§ ACTIVITY
Each line of the records that includes "path" should be found and copied.

:: RECORD EXTRACTS ::

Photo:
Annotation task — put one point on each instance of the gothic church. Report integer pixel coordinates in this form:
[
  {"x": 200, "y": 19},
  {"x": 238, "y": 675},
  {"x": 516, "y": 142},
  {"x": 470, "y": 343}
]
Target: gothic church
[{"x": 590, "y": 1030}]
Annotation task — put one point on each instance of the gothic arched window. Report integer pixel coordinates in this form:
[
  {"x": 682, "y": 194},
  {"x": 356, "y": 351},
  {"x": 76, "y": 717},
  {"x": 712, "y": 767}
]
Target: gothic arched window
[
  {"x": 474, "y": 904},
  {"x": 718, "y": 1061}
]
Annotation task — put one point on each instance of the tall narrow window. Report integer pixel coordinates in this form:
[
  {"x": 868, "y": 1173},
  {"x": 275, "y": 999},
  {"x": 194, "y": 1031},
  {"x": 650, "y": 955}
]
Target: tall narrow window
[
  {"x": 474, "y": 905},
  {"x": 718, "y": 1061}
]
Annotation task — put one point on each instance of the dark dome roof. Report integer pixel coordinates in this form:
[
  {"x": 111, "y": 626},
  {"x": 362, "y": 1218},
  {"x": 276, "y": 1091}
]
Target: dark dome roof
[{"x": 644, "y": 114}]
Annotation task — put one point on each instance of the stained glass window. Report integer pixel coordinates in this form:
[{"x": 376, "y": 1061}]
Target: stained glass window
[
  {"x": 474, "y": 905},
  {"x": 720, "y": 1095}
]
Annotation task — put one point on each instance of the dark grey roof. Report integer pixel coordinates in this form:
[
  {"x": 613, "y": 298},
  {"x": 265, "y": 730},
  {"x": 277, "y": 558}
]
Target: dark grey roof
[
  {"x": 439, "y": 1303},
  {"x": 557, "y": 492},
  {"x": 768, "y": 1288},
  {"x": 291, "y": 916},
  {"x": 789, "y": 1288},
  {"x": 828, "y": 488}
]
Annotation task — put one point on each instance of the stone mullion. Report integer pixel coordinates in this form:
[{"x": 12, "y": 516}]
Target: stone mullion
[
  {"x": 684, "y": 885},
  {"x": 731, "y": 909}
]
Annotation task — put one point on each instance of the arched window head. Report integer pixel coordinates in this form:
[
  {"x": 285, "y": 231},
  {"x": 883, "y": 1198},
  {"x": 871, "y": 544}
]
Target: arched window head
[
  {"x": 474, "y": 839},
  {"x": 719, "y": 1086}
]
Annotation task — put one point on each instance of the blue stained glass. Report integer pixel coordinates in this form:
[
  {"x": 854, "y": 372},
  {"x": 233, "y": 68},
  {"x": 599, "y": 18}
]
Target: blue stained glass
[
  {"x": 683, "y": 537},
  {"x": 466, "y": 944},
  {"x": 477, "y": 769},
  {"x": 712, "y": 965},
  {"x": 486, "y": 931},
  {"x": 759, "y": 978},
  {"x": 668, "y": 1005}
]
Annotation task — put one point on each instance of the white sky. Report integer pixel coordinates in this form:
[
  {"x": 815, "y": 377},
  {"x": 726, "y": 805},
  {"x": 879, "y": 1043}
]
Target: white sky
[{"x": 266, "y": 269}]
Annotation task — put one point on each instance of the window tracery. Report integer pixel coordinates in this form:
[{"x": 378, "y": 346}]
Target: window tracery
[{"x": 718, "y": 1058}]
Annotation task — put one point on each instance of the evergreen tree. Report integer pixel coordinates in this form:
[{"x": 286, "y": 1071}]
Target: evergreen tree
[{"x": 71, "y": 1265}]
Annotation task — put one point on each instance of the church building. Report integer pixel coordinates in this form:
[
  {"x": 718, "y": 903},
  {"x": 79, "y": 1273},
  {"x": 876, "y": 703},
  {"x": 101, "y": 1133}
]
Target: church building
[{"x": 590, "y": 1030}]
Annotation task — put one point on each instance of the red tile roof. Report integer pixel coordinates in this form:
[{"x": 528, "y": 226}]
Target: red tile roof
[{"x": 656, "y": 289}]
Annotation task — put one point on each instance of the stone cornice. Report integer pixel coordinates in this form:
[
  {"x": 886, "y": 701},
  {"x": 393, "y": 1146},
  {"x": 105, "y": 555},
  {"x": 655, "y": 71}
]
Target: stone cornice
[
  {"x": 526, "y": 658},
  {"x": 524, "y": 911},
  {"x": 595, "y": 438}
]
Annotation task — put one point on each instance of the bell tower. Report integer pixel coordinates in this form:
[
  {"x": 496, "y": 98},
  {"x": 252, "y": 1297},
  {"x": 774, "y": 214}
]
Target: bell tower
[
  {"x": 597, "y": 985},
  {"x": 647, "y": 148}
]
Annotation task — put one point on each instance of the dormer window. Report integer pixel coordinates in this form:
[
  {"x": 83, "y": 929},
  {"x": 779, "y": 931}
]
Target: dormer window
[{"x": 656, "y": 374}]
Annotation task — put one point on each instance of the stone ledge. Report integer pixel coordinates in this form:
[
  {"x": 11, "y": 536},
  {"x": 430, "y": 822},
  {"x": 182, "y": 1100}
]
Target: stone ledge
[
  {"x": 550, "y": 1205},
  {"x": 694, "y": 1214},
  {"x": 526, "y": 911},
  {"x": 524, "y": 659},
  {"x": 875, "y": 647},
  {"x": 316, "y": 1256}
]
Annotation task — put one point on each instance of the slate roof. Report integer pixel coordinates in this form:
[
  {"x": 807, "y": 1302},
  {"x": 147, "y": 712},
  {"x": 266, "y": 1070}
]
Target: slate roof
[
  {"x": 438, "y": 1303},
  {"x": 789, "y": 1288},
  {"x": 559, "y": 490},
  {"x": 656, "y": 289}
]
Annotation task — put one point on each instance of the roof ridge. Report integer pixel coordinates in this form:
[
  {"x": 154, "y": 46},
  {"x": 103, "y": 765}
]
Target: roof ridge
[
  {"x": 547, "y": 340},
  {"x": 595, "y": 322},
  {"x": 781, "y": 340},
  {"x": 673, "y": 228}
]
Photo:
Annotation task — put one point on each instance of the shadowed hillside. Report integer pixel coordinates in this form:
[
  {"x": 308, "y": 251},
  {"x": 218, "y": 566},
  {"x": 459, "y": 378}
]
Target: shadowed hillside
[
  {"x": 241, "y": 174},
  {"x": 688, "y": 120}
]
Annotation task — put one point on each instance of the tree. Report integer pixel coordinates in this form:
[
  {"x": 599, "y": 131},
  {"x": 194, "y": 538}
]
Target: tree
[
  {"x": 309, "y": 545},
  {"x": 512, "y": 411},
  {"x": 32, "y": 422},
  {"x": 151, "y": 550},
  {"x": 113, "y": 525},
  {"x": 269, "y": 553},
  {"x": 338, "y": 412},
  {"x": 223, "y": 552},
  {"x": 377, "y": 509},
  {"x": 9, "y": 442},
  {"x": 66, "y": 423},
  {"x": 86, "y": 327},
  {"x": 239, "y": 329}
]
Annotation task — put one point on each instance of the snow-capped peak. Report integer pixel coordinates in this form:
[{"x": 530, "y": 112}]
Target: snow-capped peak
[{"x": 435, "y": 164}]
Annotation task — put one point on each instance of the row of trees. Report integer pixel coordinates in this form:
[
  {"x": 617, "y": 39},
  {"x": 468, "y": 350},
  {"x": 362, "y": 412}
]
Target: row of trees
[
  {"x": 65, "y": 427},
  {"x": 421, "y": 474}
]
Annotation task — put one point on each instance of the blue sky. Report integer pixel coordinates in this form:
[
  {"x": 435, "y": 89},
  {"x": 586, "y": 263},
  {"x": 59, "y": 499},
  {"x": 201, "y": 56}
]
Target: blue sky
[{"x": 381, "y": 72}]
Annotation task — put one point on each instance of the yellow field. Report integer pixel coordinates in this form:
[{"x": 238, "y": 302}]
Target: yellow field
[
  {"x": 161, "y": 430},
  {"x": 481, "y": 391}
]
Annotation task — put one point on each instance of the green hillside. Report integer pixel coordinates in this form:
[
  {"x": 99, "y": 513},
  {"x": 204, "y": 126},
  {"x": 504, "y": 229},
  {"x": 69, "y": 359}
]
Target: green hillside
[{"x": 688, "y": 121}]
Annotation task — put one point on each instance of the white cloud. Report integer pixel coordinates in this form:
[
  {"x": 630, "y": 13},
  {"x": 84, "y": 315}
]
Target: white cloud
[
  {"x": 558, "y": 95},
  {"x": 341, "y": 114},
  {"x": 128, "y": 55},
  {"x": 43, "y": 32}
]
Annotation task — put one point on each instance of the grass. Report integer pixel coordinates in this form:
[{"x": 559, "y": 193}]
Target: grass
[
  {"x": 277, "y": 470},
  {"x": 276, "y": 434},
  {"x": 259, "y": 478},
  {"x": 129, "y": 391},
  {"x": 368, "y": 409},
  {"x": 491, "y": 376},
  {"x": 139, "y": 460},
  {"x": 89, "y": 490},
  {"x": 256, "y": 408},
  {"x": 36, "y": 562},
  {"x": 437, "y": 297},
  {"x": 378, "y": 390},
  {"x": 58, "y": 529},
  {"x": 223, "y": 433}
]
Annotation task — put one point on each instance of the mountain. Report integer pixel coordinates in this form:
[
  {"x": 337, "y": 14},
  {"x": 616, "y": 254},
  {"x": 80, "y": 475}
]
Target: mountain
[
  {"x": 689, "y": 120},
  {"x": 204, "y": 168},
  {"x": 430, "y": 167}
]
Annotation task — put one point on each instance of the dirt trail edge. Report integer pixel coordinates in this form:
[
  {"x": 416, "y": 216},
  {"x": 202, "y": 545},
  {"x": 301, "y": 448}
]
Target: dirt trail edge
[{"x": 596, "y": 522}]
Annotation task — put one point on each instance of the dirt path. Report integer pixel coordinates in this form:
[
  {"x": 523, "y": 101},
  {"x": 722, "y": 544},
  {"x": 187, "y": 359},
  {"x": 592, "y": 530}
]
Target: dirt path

:::

§ EXPECTED ANSWER
Annotation task — put one point on each instance of the dirt path. Report integer pixel coordinates in this form:
Target: dirt path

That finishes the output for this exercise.